### WORK INSTRUCTIONS
List every line in the items below that contains the string "slime", copying each matching line in full.
** Start RECORDS FOR THE EXERCISE **
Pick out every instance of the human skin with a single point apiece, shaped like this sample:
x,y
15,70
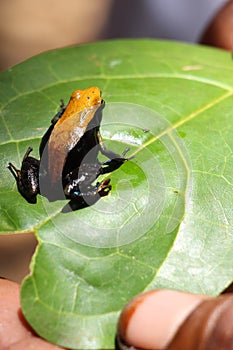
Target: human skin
x,y
15,333
219,32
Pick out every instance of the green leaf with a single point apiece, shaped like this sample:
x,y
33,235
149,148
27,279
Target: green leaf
x,y
167,222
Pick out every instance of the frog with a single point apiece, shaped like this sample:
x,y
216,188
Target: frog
x,y
69,152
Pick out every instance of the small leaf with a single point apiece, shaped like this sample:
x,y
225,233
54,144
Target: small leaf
x,y
167,222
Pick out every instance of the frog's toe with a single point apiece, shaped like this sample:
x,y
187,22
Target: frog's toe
x,y
104,187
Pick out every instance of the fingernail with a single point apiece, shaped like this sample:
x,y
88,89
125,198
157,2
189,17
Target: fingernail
x,y
151,319
209,326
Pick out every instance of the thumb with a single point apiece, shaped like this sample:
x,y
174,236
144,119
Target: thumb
x,y
175,320
220,30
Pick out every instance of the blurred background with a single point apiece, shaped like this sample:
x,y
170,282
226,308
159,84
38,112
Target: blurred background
x,y
28,27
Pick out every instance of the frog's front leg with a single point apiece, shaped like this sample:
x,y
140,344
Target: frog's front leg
x,y
115,159
27,178
89,196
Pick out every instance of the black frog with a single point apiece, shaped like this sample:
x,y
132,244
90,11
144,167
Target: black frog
x,y
69,150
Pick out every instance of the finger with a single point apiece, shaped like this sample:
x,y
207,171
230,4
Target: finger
x,y
15,333
151,320
220,30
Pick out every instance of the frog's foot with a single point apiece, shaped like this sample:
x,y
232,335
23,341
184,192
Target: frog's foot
x,y
104,187
81,200
115,163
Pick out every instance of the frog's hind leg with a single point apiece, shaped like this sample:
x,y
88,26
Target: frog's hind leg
x,y
81,200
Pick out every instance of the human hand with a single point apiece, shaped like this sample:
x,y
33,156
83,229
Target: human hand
x,y
15,333
172,320
220,30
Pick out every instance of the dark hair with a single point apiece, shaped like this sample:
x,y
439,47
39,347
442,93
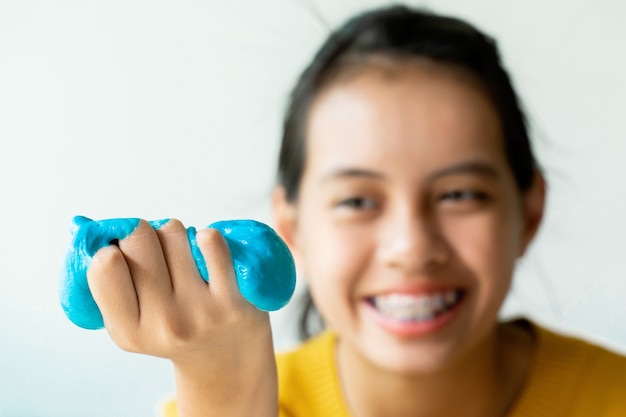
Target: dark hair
x,y
400,33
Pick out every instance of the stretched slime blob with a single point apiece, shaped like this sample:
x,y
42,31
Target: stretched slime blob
x,y
262,262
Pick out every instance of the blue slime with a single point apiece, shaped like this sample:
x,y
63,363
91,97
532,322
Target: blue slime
x,y
262,263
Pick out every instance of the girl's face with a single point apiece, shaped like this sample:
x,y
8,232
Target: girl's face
x,y
408,222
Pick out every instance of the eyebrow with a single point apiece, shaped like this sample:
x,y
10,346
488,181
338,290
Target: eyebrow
x,y
472,167
352,173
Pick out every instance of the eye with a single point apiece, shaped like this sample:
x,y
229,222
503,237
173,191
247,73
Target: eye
x,y
464,196
357,203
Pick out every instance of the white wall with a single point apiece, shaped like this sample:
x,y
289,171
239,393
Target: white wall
x,y
173,109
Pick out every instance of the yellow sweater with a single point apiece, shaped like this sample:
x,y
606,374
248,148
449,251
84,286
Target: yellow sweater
x,y
569,378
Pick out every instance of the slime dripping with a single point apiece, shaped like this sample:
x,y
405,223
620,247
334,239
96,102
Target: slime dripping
x,y
262,263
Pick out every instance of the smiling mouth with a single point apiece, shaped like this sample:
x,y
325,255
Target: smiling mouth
x,y
416,308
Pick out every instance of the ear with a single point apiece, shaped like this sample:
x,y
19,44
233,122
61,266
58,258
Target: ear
x,y
285,218
533,204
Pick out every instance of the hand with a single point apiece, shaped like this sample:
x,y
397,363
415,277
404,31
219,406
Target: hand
x,y
154,301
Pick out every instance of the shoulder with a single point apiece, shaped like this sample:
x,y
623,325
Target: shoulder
x,y
574,377
308,384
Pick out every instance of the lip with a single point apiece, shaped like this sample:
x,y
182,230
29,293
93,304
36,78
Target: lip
x,y
416,329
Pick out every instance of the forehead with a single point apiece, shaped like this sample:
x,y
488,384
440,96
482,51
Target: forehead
x,y
420,115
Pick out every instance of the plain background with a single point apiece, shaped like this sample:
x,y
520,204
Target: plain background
x,y
173,109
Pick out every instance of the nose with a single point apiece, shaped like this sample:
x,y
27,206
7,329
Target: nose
x,y
413,242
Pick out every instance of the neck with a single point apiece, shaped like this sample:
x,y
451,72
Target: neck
x,y
483,382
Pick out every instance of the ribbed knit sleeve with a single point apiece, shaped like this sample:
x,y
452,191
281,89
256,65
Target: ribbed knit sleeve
x,y
308,381
573,378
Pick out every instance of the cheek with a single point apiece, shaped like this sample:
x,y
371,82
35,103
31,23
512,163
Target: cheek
x,y
488,245
334,260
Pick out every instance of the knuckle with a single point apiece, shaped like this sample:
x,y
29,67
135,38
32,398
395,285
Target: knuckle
x,y
212,239
173,226
105,260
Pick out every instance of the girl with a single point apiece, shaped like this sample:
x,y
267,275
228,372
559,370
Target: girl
x,y
407,192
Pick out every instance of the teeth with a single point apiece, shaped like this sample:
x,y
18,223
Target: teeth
x,y
403,307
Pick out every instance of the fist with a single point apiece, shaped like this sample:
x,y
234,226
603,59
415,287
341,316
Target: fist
x,y
262,263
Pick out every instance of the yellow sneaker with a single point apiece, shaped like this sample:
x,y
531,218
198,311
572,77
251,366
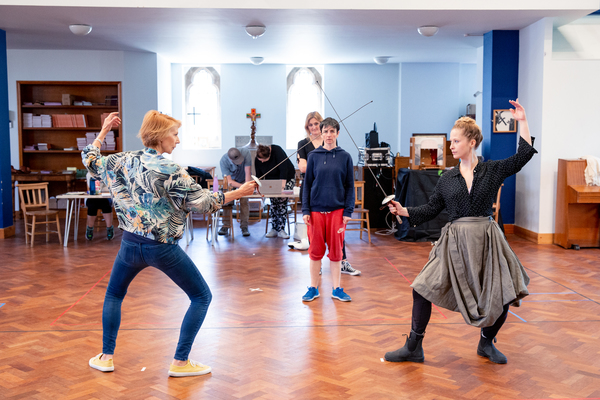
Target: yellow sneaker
x,y
192,368
104,366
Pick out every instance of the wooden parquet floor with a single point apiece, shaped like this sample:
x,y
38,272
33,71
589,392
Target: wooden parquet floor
x,y
268,344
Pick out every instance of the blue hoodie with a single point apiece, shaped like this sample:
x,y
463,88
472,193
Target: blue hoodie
x,y
329,182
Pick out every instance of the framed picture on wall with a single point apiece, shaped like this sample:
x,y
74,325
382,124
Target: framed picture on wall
x,y
504,122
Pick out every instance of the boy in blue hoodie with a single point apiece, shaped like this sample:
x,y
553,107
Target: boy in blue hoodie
x,y
327,205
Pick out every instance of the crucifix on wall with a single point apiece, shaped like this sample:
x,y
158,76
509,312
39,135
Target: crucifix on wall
x,y
252,115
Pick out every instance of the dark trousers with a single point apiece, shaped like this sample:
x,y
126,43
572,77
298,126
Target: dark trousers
x,y
175,263
422,313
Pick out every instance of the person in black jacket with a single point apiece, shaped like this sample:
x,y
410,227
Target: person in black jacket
x,y
314,140
327,205
267,158
471,268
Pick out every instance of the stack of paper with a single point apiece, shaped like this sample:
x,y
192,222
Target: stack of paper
x,y
109,142
46,121
81,143
90,136
27,120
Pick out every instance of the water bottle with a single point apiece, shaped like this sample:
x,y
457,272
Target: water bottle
x,y
92,186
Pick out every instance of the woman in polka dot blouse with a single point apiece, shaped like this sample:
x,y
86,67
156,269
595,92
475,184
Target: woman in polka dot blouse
x,y
471,268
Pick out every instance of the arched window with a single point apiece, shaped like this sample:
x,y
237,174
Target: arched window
x,y
303,96
202,119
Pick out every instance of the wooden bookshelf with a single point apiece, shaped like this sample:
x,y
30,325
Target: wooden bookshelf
x,y
39,92
57,159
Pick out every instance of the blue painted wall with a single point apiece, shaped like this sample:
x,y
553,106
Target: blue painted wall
x,y
500,84
6,219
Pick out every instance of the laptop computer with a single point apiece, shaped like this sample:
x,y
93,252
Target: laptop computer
x,y
271,186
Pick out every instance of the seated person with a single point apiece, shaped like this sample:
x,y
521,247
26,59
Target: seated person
x,y
268,158
93,205
235,166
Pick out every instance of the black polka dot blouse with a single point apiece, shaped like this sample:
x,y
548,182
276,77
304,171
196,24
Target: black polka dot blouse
x,y
451,190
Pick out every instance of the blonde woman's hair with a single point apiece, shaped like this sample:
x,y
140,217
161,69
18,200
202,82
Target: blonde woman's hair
x,y
311,115
155,127
470,129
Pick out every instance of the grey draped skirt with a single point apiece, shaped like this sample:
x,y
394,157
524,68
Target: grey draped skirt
x,y
473,270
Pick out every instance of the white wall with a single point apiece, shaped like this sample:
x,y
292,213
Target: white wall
x,y
571,109
562,99
164,87
136,71
139,90
531,96
263,87
434,96
349,87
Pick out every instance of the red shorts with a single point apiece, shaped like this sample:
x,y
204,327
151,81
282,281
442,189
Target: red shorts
x,y
325,228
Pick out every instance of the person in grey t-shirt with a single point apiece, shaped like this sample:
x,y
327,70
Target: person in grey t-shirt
x,y
235,166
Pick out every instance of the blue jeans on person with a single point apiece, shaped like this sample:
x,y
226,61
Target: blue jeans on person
x,y
175,263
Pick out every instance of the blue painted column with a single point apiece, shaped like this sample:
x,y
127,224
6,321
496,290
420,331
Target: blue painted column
x,y
6,220
500,84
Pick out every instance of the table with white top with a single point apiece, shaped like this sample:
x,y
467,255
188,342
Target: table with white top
x,y
73,207
215,215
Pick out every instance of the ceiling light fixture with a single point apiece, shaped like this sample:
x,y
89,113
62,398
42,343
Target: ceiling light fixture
x,y
382,59
80,29
428,30
255,31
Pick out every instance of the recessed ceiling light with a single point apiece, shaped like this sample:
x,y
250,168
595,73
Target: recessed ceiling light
x,y
382,59
428,30
80,29
255,31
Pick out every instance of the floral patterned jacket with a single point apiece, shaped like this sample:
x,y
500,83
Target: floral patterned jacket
x,y
151,194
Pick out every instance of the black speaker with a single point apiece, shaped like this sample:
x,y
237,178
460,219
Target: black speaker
x,y
372,140
374,195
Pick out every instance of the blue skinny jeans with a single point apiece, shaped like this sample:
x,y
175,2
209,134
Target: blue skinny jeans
x,y
175,263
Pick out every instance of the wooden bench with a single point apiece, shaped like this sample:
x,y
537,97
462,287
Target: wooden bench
x,y
577,221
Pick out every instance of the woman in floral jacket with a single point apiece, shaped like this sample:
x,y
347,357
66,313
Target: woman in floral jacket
x,y
152,196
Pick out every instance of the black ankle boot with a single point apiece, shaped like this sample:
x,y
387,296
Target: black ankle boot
x,y
412,350
487,349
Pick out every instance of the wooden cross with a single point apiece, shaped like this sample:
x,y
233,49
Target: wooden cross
x,y
253,115
194,113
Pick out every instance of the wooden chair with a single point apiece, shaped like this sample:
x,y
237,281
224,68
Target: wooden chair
x,y
220,215
258,217
35,204
287,215
496,205
359,190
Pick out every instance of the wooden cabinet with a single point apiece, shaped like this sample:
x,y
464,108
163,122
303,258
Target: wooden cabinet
x,y
33,96
577,222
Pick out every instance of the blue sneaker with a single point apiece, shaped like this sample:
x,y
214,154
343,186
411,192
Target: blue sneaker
x,y
340,295
312,294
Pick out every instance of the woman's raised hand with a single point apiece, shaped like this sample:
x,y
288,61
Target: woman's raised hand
x,y
397,209
518,112
246,189
112,121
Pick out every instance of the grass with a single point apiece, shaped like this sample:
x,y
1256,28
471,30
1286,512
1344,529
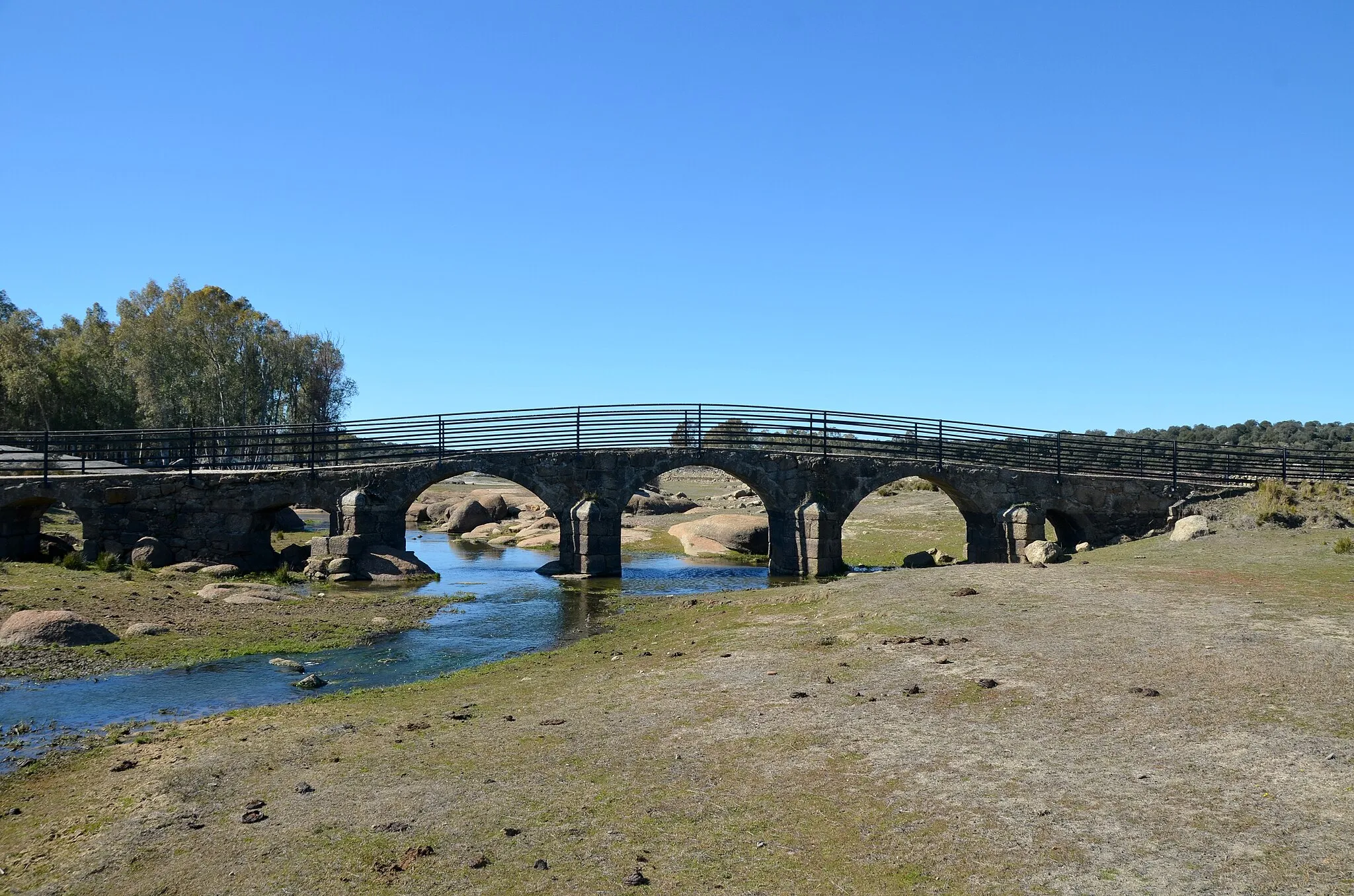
** End RECORDS FOR THE EXERCISE **
### RESULT
Pick out every instance of the stretched slime blob with a single point apiece, shaped like this sample:
Target: stretched slime blob
Pick out every instance of the blue slime with a single point apiece, shaped like this sample:
Target: blue slime
Pick out every instance of the slime dripping with a single point apiece, shaped like this sample:
Target: slime dripping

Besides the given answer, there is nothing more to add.